──────── Source document

Detecting a Needle in a Haystack
The new sensor was vigorously tested by engineers using a variety of explosives including 2,4-dinitrotoluene (DNT), ammonium nitrate and nitrobenzene. The ultra-sensitive sensor managed to detect all of the airborne chemicals in minute concentrations (0.67 parts per billion, 0.4 parts per billion and 7.2 parts per million, respectively).
These findings were published in the advanced online publication of the journal of Nature Nanotechnology and compared to other optical sensors published to date, the new nanosensor developed at UC Berkeley is far more sensitive.
The tiny sensor consists of a semiconductor (cadmium sulfide) on top of a dielectric gap-layer (magnesium fluoride) which sits on a silver metallic substrate. The chemicals being detected interact with the semiconductor itself (see figure 1), via defects which naturally occur on its surface.
The ability to magnify such a small trace of an explosive to create a detectable signal is a major development in plasmonsensor technology, which is one of the most powerful tools [against terrorism] we have today.
Xiang Zhang, Professor of Mechanical Engineering - UC Berkeley
The sensor is also versatile in that it can detect unexploded landmines which, according to the United Nations, kill between 15,000 and 20,000 people worldwide every year.
Developers exploited the chemical makeup of the most common explosive materials, particularly the nitro compounds such as DNT and TNT. Such compounds are electron deficient and the instability of the nitro group makes them more explosive. The electron deficiency causes greater molecular interaction between the chemicals and surface defects, such as those found on the semiconductor. The increased intensity in the light signal caused by these interactions is then detected by the semiconductor.
Possibly the most significant potential use for this sensor is the detection of pentaerythritol tetranitrate (PETN). This has previously eluded airport security as it is plastic. It can therefore escape detection by x-rays and, due to its explosive potential, can be used in very small amounts. PETN is often associated with terrorism and was used in the shoe bomb scare of 2001 and more recently the underwear bomb in 2009, both of which were fortunately thwarted. Ren-Min Ma discusses the potential of these devices exclusively with AZoSensors below:
Plasmon laser sensors can detect the tiny-trace vapor in the air of the explosive’s molecules at a very low cost. Even on the cross-section of a human hair, we can make thousands of them. A sensing matrix can be formed by a vast number of plasmon laser sensors at airports and other public places for social security and defense.

────────────────

» **Task instructions**:
A - In the sensor article, begin at the words "The tiny sensor" and stop after "worldwide every year.". Reproduce that passage with "silver" changed to "gold".
B - According to the sensor article, at what concentration did the sensor detect 2,4-dinitrotoluene (DNT)?
C - Write a continuation of the article on the explosive-detecting nanosensor, starting right after its final sentence.
The records that come next have no connection to the sensor text.

──────── Supplied material

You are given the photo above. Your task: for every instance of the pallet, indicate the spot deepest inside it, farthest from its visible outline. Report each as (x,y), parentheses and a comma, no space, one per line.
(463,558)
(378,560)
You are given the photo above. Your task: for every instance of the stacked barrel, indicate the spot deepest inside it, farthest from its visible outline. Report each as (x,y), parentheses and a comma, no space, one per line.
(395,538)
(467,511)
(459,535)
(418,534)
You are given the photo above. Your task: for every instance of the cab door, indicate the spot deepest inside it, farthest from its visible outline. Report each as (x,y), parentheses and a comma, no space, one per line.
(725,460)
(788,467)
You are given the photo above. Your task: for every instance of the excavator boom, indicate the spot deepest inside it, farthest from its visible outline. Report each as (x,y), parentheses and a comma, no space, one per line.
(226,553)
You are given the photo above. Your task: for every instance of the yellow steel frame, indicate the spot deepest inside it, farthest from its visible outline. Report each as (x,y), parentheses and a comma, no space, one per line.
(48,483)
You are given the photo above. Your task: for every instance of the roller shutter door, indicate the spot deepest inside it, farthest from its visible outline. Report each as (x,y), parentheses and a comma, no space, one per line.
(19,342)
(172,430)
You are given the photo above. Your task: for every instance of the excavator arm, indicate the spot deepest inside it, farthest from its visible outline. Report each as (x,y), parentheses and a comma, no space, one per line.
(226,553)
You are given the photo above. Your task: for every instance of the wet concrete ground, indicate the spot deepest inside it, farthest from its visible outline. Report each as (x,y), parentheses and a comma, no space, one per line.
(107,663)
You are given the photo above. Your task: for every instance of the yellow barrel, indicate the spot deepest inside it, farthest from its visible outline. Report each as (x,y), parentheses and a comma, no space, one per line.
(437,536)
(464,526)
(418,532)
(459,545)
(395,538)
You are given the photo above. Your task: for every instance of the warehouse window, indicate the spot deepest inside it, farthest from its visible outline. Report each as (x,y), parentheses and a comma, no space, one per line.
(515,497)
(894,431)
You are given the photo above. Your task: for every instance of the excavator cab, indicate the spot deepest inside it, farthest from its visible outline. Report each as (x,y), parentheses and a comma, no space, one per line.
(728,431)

────────────────
──────── Supplied material

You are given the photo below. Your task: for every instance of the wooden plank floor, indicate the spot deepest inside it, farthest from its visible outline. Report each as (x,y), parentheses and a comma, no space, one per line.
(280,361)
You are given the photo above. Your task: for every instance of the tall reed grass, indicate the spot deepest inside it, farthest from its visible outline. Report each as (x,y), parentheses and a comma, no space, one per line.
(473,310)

────────────────

» **Expected results**:
A -
The tiny sensor consists of a semiconductor (cadmium sulfide) on top of a dielectric gap-layer (magnesium fluoride) which sits on a gold metallic substrate. The chemicals being detected interact with the semiconductor itself (see figure 1), via defects which naturally occur on its surface.
The ability to magnify such a small trace of an explosive to create a detectable signal is a major development in plasmonsensor technology, which is one of the most powerful tools [against terrorism] we have today.
Xiang Zhang, Professor of Mechanical Engineering - UC Berkeley
The sensor is also versatile in that it can detect unexploded landmines which, according to the United Nations, kill between 15,000 and 20,000 people worldwide every year.

B - 0.67 parts per billion

C -
Ren-Min Ma, Co-lead Author and Assistant Professor of Physics - Peking University
Ma also states that PETN contains more unstable nitro compounds than DNT and so should be even easier to detect. This particular class of explosives has been highlighted as an "extreme, extreme concern" by U.S. Attorney General Eric Holder Jr. as it could be incorporated into small devices such as cell phones and mobile devices.
Surface plasmon sensors are a growing technology and they are already employed in the medical industry as dectectors for biomarkers that indicate the early stages of various diseases.
It was an advancement in the way light is trapped that has enabled the vast increase in the sensitivity of optical sensors to the stage where they can be adopted for detecting explosives. The diffraction limit, which dictates how long and how small a space light can fit, has restricted conventional optical sensors from having increased sensitivity. This new technology couples surface plasmons and electromagnetic waves which allows light to be squeezed into nanosized spaces.
The researchers behind the technology state that the already accomplished medical applications and now chemical applications are just the beginning of this unique sensor, and that they could be adapted for use in a number of industries, including biomolecular research.